— EXERCISE OBJECTIVE —
Take the line that contains "rim, one per instance" as the first line and the last line of the material below as the final one; reproduce exactly the lines between, inclusive.

— SUPPLIED DATA —
· · · ·

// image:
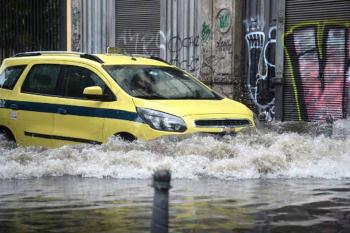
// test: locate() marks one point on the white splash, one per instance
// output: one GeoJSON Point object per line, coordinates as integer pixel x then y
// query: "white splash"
{"type": "Point", "coordinates": [263, 154]}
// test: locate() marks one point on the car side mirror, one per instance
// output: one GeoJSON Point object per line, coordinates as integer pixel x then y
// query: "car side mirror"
{"type": "Point", "coordinates": [94, 92]}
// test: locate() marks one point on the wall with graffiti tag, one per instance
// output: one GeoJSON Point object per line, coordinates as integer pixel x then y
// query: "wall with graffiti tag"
{"type": "Point", "coordinates": [318, 62]}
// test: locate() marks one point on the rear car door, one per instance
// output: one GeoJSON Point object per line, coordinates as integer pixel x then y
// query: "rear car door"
{"type": "Point", "coordinates": [79, 119]}
{"type": "Point", "coordinates": [35, 104]}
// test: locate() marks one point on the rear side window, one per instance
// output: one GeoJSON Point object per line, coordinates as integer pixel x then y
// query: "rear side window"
{"type": "Point", "coordinates": [9, 77]}
{"type": "Point", "coordinates": [42, 79]}
{"type": "Point", "coordinates": [76, 79]}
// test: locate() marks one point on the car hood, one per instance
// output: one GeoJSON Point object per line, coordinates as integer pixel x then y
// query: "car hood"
{"type": "Point", "coordinates": [194, 107]}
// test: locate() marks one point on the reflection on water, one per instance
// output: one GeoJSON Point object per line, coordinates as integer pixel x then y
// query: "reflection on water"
{"type": "Point", "coordinates": [275, 152]}
{"type": "Point", "coordinates": [283, 178]}
{"type": "Point", "coordinates": [73, 204]}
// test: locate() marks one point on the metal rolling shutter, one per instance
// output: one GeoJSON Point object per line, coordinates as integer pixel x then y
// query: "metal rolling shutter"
{"type": "Point", "coordinates": [138, 26]}
{"type": "Point", "coordinates": [317, 41]}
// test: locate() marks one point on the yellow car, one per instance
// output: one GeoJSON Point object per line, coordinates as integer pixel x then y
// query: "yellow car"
{"type": "Point", "coordinates": [56, 98]}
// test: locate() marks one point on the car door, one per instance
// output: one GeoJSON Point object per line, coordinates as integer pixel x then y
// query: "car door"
{"type": "Point", "coordinates": [79, 119]}
{"type": "Point", "coordinates": [34, 107]}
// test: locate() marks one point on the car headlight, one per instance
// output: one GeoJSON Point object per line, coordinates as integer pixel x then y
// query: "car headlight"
{"type": "Point", "coordinates": [162, 121]}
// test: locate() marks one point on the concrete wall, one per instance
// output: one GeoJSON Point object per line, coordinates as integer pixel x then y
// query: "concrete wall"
{"type": "Point", "coordinates": [200, 36]}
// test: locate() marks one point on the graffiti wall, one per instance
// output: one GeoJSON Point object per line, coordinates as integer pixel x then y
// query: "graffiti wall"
{"type": "Point", "coordinates": [199, 37]}
{"type": "Point", "coordinates": [318, 59]}
{"type": "Point", "coordinates": [260, 42]}
{"type": "Point", "coordinates": [194, 35]}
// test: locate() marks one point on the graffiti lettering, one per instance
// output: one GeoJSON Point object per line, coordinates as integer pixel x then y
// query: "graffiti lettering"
{"type": "Point", "coordinates": [260, 68]}
{"type": "Point", "coordinates": [205, 33]}
{"type": "Point", "coordinates": [319, 62]}
{"type": "Point", "coordinates": [142, 43]}
{"type": "Point", "coordinates": [224, 20]}
{"type": "Point", "coordinates": [224, 45]}
{"type": "Point", "coordinates": [177, 43]}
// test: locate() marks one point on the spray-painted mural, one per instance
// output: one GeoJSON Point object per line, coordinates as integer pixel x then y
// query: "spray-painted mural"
{"type": "Point", "coordinates": [260, 68]}
{"type": "Point", "coordinates": [318, 56]}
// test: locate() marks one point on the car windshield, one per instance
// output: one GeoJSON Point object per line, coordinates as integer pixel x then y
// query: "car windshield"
{"type": "Point", "coordinates": [158, 83]}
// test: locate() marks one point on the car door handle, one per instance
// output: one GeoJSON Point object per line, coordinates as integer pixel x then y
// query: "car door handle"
{"type": "Point", "coordinates": [14, 106]}
{"type": "Point", "coordinates": [62, 111]}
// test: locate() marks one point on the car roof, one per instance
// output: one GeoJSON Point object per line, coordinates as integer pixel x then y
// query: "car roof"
{"type": "Point", "coordinates": [103, 59]}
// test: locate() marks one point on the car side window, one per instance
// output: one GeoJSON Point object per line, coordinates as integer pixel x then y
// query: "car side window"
{"type": "Point", "coordinates": [9, 77]}
{"type": "Point", "coordinates": [42, 79]}
{"type": "Point", "coordinates": [76, 79]}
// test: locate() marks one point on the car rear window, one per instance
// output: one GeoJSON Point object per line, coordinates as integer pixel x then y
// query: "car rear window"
{"type": "Point", "coordinates": [42, 79]}
{"type": "Point", "coordinates": [9, 77]}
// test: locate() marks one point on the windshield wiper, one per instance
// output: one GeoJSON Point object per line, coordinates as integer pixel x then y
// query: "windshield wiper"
{"type": "Point", "coordinates": [150, 97]}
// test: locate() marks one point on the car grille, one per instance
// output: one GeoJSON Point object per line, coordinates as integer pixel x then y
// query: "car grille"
{"type": "Point", "coordinates": [222, 123]}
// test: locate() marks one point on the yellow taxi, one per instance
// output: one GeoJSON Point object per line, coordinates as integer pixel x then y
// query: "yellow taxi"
{"type": "Point", "coordinates": [55, 98]}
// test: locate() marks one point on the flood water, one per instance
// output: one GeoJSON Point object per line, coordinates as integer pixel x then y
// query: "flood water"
{"type": "Point", "coordinates": [283, 178]}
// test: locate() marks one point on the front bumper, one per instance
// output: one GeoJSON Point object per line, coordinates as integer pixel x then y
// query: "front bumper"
{"type": "Point", "coordinates": [147, 133]}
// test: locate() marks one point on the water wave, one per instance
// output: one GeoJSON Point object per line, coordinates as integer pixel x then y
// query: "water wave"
{"type": "Point", "coordinates": [277, 151]}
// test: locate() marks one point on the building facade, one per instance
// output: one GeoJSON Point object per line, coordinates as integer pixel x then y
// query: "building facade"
{"type": "Point", "coordinates": [287, 59]}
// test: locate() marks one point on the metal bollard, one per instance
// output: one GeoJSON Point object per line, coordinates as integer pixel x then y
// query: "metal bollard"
{"type": "Point", "coordinates": [160, 212]}
{"type": "Point", "coordinates": [328, 130]}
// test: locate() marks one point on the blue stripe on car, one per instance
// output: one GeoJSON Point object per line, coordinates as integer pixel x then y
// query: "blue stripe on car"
{"type": "Point", "coordinates": [74, 110]}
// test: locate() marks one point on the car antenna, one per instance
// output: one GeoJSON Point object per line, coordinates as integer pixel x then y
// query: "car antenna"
{"type": "Point", "coordinates": [132, 57]}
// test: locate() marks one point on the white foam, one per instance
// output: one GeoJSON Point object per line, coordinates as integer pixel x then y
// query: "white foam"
{"type": "Point", "coordinates": [264, 154]}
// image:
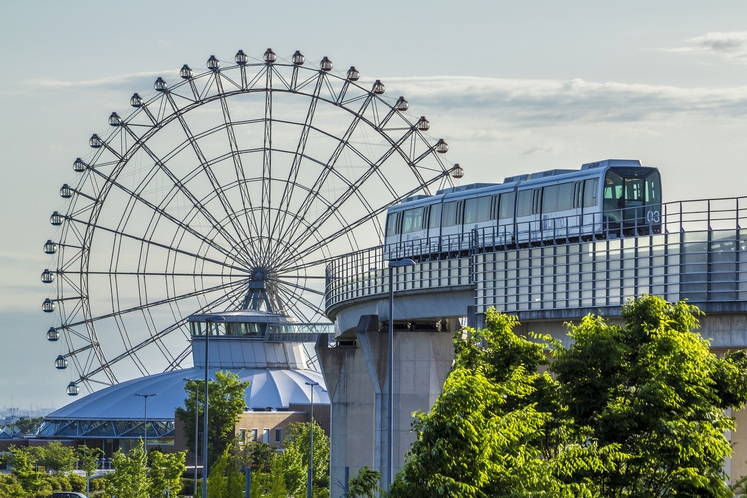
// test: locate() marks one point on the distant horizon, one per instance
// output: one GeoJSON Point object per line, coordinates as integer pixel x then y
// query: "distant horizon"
{"type": "Point", "coordinates": [512, 89]}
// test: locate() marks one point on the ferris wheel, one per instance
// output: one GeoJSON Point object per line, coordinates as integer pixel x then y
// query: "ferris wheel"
{"type": "Point", "coordinates": [227, 188]}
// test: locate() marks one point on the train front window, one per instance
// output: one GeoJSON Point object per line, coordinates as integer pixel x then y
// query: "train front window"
{"type": "Point", "coordinates": [613, 191]}
{"type": "Point", "coordinates": [653, 188]}
{"type": "Point", "coordinates": [434, 219]}
{"type": "Point", "coordinates": [477, 209]}
{"type": "Point", "coordinates": [449, 214]}
{"type": "Point", "coordinates": [391, 224]}
{"type": "Point", "coordinates": [413, 220]}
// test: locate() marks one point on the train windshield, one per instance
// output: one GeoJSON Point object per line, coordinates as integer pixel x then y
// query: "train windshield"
{"type": "Point", "coordinates": [631, 187]}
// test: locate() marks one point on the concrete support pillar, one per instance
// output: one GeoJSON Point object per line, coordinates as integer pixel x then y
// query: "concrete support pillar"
{"type": "Point", "coordinates": [356, 379]}
{"type": "Point", "coordinates": [351, 413]}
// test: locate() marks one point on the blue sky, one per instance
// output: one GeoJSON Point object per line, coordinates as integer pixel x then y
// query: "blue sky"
{"type": "Point", "coordinates": [513, 87]}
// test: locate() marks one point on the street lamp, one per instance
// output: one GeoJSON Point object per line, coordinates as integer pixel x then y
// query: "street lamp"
{"type": "Point", "coordinates": [145, 418]}
{"type": "Point", "coordinates": [390, 364]}
{"type": "Point", "coordinates": [197, 437]}
{"type": "Point", "coordinates": [208, 320]}
{"type": "Point", "coordinates": [311, 385]}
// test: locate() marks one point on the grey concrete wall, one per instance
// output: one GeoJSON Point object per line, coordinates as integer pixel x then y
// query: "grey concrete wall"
{"type": "Point", "coordinates": [357, 382]}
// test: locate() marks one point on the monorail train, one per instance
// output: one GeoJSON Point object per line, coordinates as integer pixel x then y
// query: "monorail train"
{"type": "Point", "coordinates": [604, 199]}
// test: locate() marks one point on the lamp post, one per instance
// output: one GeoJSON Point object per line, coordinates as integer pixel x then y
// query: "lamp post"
{"type": "Point", "coordinates": [208, 320]}
{"type": "Point", "coordinates": [311, 385]}
{"type": "Point", "coordinates": [197, 437]}
{"type": "Point", "coordinates": [145, 419]}
{"type": "Point", "coordinates": [390, 365]}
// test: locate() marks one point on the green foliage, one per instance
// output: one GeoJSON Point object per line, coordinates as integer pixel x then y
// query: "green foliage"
{"type": "Point", "coordinates": [633, 411]}
{"type": "Point", "coordinates": [227, 397]}
{"type": "Point", "coordinates": [56, 457]}
{"type": "Point", "coordinates": [165, 472]}
{"type": "Point", "coordinates": [295, 457]}
{"type": "Point", "coordinates": [87, 457]}
{"type": "Point", "coordinates": [255, 454]}
{"type": "Point", "coordinates": [130, 476]}
{"type": "Point", "coordinates": [364, 484]}
{"type": "Point", "coordinates": [27, 425]}
{"type": "Point", "coordinates": [226, 478]}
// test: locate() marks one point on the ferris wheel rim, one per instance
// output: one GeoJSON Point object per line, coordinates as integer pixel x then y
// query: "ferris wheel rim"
{"type": "Point", "coordinates": [295, 262]}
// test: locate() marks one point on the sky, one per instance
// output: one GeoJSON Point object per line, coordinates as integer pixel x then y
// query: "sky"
{"type": "Point", "coordinates": [513, 87]}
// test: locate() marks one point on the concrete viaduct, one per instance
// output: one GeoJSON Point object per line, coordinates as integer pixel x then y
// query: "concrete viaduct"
{"type": "Point", "coordinates": [701, 257]}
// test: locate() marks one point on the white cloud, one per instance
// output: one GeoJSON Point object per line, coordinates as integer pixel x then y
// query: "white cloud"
{"type": "Point", "coordinates": [548, 102]}
{"type": "Point", "coordinates": [730, 46]}
{"type": "Point", "coordinates": [126, 81]}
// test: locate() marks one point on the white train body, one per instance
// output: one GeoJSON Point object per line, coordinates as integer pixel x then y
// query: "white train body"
{"type": "Point", "coordinates": [609, 198]}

· · · ·

— SOLVED PROBLEM —
// test: locate() marks one point on the ferris wheel rim, one per instance
// output: one GeoJSON Point object per line, coordinates as integer pixel x then y
// query: "ferris wheel rim"
{"type": "Point", "coordinates": [295, 262]}
// test: locate() marks one point on the sky, one per instance
// output: one GeoJSON Point object per line, coordinates as integer pixel x then y
// query: "sky"
{"type": "Point", "coordinates": [513, 87]}
// test: locate() marks one point on the concrete viaduct, one per instance
// output: one GeoJSON Point object per line, coordinates as integer pixel x then y
// query: "concrete viaduct"
{"type": "Point", "coordinates": [701, 257]}
// test: locate() marks one point on the white cloud, one per instance
// output: one GeoJSON Point object per line, coordinates as integer pixel x then y
// query: "white cloud"
{"type": "Point", "coordinates": [548, 102]}
{"type": "Point", "coordinates": [730, 46]}
{"type": "Point", "coordinates": [126, 81]}
// test: locate() marks one point on the white train body, one per instance
// output: one GeoJSON Point object per line, coordinates as integer pixel x then y
// query: "white train body"
{"type": "Point", "coordinates": [609, 198]}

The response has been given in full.